A week after Dell
began worldwide manufacturing of its Dell/EMC CX200 storage systems, IBM
HP, IBM, and EMC — the top
three storage vendors — are increasingly competing for additional market share in the mid-range as high-end sales stall. IBM predicts “medium-sized businesses will account for approximately $150 billion of IT spending globally in the next few years.”
Big Blue states it is introducing “a new entry-level storage server that is more scalable yet costs less than a similarly configured competing product from EMC.”
At a starting price of $14,995, the IBM TotalStorage FAStT600 provides three times the I/O performance and throughput of the previous FAStT200
model, according to IBM.
Coupled with a new Express version of its Tivoli Storage Resource Manager software, IBM asserts “these solutions offer medium businesses running
Linux, Windows, and UNIX applications an enterprise-like capability for managing heterogeneous storage networks at an affordable cost.”
The Tivoli SRM Express Edition, priced at $65 per desktop, is designed to deliver comprehensive storage resource monitoring and planning tools
for heterogeneous storage environments, according to IBM.

[Saved entries]
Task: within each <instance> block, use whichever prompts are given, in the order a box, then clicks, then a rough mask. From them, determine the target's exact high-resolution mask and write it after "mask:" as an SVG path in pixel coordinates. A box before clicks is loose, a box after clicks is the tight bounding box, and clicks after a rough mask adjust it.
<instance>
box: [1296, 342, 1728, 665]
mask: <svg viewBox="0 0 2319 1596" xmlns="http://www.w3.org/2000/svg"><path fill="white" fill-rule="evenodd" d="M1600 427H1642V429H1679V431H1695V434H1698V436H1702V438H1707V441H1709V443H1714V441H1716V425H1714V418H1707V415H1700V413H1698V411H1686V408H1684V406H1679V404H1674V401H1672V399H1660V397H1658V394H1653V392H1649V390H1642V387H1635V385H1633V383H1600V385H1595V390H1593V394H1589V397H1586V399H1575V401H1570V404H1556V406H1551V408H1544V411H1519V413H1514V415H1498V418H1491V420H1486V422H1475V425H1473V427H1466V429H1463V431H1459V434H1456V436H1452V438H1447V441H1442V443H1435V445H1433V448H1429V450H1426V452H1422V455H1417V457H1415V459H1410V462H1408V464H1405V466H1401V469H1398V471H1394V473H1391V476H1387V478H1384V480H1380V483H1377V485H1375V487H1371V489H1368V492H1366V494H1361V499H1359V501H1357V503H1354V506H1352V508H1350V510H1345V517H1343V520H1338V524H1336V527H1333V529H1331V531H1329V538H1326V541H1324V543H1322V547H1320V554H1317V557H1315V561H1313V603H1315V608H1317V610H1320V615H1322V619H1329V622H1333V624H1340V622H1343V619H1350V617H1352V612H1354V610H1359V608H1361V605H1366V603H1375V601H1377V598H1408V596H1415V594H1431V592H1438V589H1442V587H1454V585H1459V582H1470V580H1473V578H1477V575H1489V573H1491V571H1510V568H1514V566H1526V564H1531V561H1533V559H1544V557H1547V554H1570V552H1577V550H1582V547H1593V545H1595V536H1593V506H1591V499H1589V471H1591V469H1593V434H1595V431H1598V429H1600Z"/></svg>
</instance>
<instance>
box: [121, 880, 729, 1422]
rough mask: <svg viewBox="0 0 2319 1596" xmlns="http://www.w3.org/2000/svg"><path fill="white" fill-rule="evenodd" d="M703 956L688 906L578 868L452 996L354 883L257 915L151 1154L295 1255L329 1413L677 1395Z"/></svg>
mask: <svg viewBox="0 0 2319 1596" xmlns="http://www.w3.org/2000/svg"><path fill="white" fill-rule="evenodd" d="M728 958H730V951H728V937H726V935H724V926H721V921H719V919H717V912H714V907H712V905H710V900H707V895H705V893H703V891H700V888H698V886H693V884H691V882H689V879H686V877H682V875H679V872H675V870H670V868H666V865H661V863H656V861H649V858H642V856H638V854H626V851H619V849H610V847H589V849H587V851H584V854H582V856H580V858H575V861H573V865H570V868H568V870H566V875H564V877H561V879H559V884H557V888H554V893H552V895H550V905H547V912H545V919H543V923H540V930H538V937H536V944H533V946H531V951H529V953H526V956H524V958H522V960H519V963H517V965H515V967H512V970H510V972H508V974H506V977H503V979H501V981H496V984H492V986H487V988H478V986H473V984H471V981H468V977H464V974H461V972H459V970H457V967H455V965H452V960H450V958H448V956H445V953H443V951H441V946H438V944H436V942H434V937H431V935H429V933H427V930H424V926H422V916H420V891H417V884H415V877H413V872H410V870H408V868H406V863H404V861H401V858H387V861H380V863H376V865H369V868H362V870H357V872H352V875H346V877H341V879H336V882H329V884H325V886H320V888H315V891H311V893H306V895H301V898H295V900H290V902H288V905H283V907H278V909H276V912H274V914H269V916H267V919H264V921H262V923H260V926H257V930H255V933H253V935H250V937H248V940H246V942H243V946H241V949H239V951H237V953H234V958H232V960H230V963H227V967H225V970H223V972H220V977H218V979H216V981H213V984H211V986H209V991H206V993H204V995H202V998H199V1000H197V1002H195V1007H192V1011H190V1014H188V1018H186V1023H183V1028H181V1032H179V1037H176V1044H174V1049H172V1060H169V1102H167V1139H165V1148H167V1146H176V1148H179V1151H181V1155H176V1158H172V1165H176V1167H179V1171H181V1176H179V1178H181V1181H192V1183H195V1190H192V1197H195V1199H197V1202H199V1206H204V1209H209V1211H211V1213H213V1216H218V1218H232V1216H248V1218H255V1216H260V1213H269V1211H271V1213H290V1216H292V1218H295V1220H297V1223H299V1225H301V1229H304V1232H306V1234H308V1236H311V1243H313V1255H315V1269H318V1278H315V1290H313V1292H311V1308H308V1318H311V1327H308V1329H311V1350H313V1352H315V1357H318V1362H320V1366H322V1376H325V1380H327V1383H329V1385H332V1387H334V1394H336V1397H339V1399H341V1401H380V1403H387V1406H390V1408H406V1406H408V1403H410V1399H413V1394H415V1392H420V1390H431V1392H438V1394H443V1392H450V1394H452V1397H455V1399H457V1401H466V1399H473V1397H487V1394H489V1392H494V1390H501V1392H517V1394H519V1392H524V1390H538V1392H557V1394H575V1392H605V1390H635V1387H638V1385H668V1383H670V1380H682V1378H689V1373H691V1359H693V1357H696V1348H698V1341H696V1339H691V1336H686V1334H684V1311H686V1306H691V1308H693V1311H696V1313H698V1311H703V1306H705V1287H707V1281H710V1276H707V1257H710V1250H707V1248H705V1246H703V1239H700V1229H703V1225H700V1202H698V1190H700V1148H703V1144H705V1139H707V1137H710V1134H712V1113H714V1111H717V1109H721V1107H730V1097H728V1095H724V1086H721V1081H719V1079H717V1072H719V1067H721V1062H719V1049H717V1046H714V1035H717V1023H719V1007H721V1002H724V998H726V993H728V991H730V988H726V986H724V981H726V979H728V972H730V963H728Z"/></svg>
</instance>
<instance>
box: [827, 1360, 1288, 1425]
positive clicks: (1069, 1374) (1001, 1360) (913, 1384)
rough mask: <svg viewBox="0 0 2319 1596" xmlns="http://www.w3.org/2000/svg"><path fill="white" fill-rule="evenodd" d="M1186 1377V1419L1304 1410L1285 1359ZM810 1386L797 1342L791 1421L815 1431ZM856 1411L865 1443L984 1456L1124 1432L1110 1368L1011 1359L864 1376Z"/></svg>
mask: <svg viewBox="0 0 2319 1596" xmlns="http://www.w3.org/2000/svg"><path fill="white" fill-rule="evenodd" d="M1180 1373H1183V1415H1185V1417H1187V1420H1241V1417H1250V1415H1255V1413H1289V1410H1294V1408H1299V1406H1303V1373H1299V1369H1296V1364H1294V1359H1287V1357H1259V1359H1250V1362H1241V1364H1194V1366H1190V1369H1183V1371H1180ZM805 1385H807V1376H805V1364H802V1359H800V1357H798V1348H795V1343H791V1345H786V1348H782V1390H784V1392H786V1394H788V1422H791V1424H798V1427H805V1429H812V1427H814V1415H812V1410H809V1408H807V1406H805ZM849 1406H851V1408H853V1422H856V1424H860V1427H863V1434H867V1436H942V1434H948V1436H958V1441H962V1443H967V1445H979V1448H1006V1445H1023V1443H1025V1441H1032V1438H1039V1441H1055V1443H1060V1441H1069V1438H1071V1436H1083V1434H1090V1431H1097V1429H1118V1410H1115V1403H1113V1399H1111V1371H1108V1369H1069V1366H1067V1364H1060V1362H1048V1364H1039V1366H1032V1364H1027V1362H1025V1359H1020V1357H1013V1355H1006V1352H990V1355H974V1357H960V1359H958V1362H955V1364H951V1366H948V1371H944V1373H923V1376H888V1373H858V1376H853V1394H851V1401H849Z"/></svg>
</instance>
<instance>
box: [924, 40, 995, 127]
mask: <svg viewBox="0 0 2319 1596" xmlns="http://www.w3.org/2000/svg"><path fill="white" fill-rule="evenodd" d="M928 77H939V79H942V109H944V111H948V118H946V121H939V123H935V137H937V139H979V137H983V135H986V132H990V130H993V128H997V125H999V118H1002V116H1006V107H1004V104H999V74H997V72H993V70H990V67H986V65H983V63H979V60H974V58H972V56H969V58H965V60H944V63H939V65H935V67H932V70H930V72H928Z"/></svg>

**Problem to work on**
Pick up the article on IBM's mid-range storage products where it leaves off and carry it forward.

**Answer below**
Autonomic (self-healing) functions in the FAStT600 include Dynamic Capacity Addition, which allows unused storage to be brought online without stopping operations, and FAStT Service Alert, which can automatically alert IBM if a problem occurs.
“Cost and ease of use are the two key concerns for medium-sized businesses,” says Roland Hagan, vice president of storage marketing for the IBM Systems Group. “IBM is delivering a set of storage networking solutions designed and priced for these customers, while providing high-performance technology needed for today’s on-demand networked storage environment.”
The FAStT600 includes 2 Gbps Fibre Channel and can scale up to six terabytes for storage networks. It will be generally available April 15.
IBM has also announced 16 additions to the IBM TotalStorage Proven program, which helps identify storage solutions and configurations for customers
that have been pre-tested for interoperability. One of the latest companies to complete the program is NuGenesis Technologies Corp., which provides scientific data management solutions.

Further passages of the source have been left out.